## WHAT YOU NEED TO DO
Nothing in the records may be left out or altered; reproduce them all exactly.

Labeling and segmentation records

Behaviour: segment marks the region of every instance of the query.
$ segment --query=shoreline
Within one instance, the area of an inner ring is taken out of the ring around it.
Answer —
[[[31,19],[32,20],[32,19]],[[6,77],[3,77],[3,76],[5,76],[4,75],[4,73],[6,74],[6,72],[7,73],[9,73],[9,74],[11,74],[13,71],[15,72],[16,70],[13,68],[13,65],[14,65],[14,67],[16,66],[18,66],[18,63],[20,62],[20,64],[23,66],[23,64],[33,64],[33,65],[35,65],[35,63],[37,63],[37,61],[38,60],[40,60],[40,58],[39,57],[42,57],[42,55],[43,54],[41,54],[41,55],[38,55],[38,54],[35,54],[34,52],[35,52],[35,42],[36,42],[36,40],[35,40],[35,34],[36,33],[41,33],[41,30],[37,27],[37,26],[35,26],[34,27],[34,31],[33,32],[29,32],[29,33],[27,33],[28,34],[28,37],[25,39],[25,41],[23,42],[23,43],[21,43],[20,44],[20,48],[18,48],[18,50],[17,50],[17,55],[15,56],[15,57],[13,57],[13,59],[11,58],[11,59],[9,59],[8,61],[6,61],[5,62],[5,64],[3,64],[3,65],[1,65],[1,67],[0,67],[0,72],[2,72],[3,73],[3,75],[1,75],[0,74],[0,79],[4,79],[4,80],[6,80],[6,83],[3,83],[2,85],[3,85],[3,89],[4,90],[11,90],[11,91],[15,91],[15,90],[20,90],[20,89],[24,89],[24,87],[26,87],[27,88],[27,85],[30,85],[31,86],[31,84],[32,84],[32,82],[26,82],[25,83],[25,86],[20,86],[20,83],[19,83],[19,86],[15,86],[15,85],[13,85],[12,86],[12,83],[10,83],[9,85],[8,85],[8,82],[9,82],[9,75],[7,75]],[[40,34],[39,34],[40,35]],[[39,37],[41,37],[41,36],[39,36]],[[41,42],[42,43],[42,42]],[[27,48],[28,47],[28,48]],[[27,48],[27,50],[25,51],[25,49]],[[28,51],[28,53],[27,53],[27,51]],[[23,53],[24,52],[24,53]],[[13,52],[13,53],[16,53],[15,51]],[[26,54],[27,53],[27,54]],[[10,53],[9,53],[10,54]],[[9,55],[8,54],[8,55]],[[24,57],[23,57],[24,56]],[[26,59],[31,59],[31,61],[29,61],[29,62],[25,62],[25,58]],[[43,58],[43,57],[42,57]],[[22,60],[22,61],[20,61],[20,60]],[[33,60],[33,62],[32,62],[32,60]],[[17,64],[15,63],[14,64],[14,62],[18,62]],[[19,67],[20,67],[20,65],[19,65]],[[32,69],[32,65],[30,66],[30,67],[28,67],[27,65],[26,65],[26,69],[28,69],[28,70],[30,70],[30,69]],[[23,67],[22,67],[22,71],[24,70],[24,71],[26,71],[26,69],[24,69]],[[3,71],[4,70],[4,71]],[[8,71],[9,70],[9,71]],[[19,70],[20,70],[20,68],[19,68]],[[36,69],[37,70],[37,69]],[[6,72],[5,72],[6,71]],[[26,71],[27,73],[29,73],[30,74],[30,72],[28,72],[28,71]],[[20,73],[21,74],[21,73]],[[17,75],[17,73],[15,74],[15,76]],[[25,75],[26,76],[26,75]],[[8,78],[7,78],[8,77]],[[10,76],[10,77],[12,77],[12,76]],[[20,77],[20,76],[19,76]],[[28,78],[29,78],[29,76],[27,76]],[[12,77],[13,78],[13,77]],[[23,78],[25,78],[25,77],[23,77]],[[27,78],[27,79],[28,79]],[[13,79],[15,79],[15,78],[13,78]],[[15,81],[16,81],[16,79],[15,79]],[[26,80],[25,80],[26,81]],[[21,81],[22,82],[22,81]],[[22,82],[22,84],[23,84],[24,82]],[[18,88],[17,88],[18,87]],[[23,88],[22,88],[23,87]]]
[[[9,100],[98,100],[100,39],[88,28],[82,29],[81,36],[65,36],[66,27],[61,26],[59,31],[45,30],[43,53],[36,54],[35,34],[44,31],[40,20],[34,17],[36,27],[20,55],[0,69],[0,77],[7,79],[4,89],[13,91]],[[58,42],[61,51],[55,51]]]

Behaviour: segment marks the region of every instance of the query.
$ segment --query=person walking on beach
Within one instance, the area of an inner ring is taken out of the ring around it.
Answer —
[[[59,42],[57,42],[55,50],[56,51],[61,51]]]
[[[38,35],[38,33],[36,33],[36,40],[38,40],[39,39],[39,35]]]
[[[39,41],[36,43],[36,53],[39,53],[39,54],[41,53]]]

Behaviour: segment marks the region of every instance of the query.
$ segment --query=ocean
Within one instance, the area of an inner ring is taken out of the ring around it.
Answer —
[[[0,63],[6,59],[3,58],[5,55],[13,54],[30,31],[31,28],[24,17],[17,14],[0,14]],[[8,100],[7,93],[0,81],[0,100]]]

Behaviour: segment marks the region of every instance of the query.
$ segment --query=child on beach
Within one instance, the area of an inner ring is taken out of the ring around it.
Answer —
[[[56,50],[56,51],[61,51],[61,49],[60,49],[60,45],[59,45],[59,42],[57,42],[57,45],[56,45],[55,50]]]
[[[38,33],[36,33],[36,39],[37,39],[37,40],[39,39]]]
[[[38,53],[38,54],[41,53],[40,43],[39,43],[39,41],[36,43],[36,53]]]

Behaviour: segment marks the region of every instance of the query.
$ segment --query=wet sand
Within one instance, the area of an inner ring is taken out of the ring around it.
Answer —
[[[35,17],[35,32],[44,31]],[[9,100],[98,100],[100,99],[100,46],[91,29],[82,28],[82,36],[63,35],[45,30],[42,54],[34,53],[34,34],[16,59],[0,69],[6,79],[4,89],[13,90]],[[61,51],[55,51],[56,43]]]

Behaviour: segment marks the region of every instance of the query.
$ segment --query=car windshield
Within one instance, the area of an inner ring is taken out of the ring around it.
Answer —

## ANSWER TO THE EXERCISE
Behaviour: segment marks the region of every instance of the query.
$ segment --query=shoreline
Within one instance, the area of an inner ring is taken out of the ring around it.
Answer —
[[[31,19],[32,20],[32,19]],[[6,77],[3,77],[3,76],[5,76],[4,75],[4,73],[6,74],[6,72],[7,73],[9,73],[9,74],[11,74],[13,71],[15,72],[16,70],[13,68],[13,65],[14,65],[14,67],[16,66],[18,66],[18,63],[20,62],[20,64],[23,66],[23,64],[33,64],[33,65],[35,65],[35,63],[37,63],[37,61],[38,60],[40,60],[40,58],[39,57],[42,57],[42,55],[43,54],[41,54],[41,55],[38,55],[38,54],[35,54],[34,52],[35,52],[35,42],[36,42],[36,40],[35,40],[35,34],[36,33],[41,33],[41,30],[37,27],[37,26],[35,26],[34,27],[34,31],[33,32],[29,32],[29,33],[27,33],[28,34],[28,37],[25,39],[25,41],[23,42],[23,43],[21,43],[20,44],[20,48],[18,48],[18,50],[17,50],[17,55],[15,56],[15,57],[13,57],[13,59],[11,58],[11,59],[9,59],[8,61],[6,61],[5,62],[5,64],[3,64],[3,65],[1,65],[1,67],[0,67],[0,72],[2,72],[3,73],[3,75],[1,75],[0,74],[0,79],[4,79],[4,80],[6,80],[6,83],[3,83],[2,85],[3,85],[3,89],[4,90],[11,90],[11,91],[15,91],[15,90],[20,90],[20,89],[24,89],[24,87],[26,87],[27,88],[27,85],[30,85],[31,86],[31,84],[32,84],[32,82],[26,82],[25,83],[25,86],[20,86],[20,83],[19,83],[19,86],[15,86],[15,85],[13,85],[12,86],[12,83],[10,83],[9,85],[8,85],[8,82],[9,82],[9,75],[7,75]],[[40,34],[39,34],[40,35]],[[39,37],[41,37],[41,36],[39,36]],[[41,42],[42,43],[42,42]],[[27,48],[28,47],[28,48]],[[27,48],[27,50],[25,51],[25,49]],[[28,51],[28,53],[27,53],[27,51]],[[23,53],[24,52],[24,53]],[[13,52],[13,53],[16,53],[15,51]],[[26,54],[27,53],[27,54]],[[10,53],[9,53],[10,54]],[[9,55],[8,54],[8,55]],[[24,57],[23,57],[24,56]],[[26,59],[31,59],[31,61],[29,61],[29,62],[25,62],[25,58]],[[43,58],[43,57],[42,57]],[[22,60],[22,61],[20,61],[20,60]],[[33,60],[33,62],[32,62],[32,60]],[[17,64],[15,63],[14,64],[14,62],[18,62]],[[19,67],[20,67],[20,65],[19,65]],[[32,69],[32,65],[30,66],[30,67],[28,67],[27,65],[26,65],[26,69],[28,69],[28,70],[30,70],[30,69]],[[23,67],[22,67],[22,71],[24,70],[24,71],[26,71],[26,69],[24,69]],[[3,71],[4,70],[4,71]],[[8,71],[9,70],[9,71]],[[19,70],[20,70],[20,68],[19,68]],[[36,69],[37,70],[37,69]],[[6,72],[5,72],[6,71]],[[26,71],[27,73],[29,73],[30,74],[30,72],[28,72],[28,71]],[[20,73],[21,74],[21,73]],[[17,75],[17,73],[15,74],[15,76]],[[25,75],[26,76],[26,75]],[[8,78],[7,78],[8,77]],[[10,76],[10,77],[12,77],[12,76]],[[20,77],[20,76],[19,76]],[[28,78],[29,78],[29,76],[27,76]],[[12,77],[13,78],[13,77]],[[23,78],[25,78],[25,77],[23,77]],[[27,78],[27,79],[28,79]],[[13,79],[15,79],[15,78],[13,78]],[[15,81],[16,81],[16,79],[15,79]],[[26,80],[25,80],[26,81]],[[21,81],[22,82],[22,81]],[[22,82],[22,84],[23,84],[24,82]],[[18,88],[17,88],[18,87]],[[23,88],[22,88],[23,87]]]
[[[9,100],[98,100],[100,39],[88,28],[82,29],[81,36],[65,36],[66,27],[61,26],[59,31],[45,30],[43,53],[36,54],[35,34],[44,31],[40,20],[34,17],[36,27],[20,55],[0,69],[0,77],[7,79],[4,89],[13,91]],[[58,42],[61,51],[55,51]]]

Behaviour: segment marks the region of every instance of the query.
$ segment --query=person walking on beach
Within one instance, the area of an inner ring is taken out of the ring around it.
Answer —
[[[59,42],[57,42],[55,50],[56,51],[61,51]]]
[[[38,35],[38,33],[36,33],[36,40],[38,40],[39,39],[39,35]]]
[[[39,41],[36,43],[36,53],[39,53],[39,54],[41,53]]]

Behaviour: segment marks the region of every instance of the query.
$ segment --query=ocean
Within one instance, the area of an inner ring is taken out of the ring around it.
Answer —
[[[0,63],[6,59],[3,58],[5,55],[13,54],[30,31],[31,28],[24,17],[17,14],[0,14]],[[8,100],[7,93],[0,81],[0,100]]]

Behaviour: segment marks the region of every instance of the query.
$ segment --query=child on beach
Within one instance, the area of an inner ring is taken out of the ring around it.
Answer —
[[[56,50],[56,51],[61,51],[61,49],[60,49],[60,45],[59,45],[59,42],[57,42],[57,45],[56,45],[55,50]]]
[[[38,33],[36,33],[36,39],[37,39],[37,40],[39,39]]]
[[[38,53],[38,54],[41,53],[40,43],[39,43],[39,41],[36,43],[36,53]]]

Behaviour: segment marks the region of every instance of the query.
$ segment --query=wet sand
Within one instance, the area of an inner ring is taken out of the ring around it.
Answer —
[[[35,17],[35,32],[44,31]],[[9,100],[98,100],[100,99],[100,46],[91,29],[82,28],[82,36],[63,35],[45,30],[42,54],[34,53],[34,34],[16,59],[0,69],[6,79],[4,89],[13,90]],[[61,51],[55,51],[56,43]]]

Behaviour: segment marks the region of every instance of the query.
$ segment --query=car windshield
Within one instance, the area of an inner ring is taken out of the ring around it.
Answer —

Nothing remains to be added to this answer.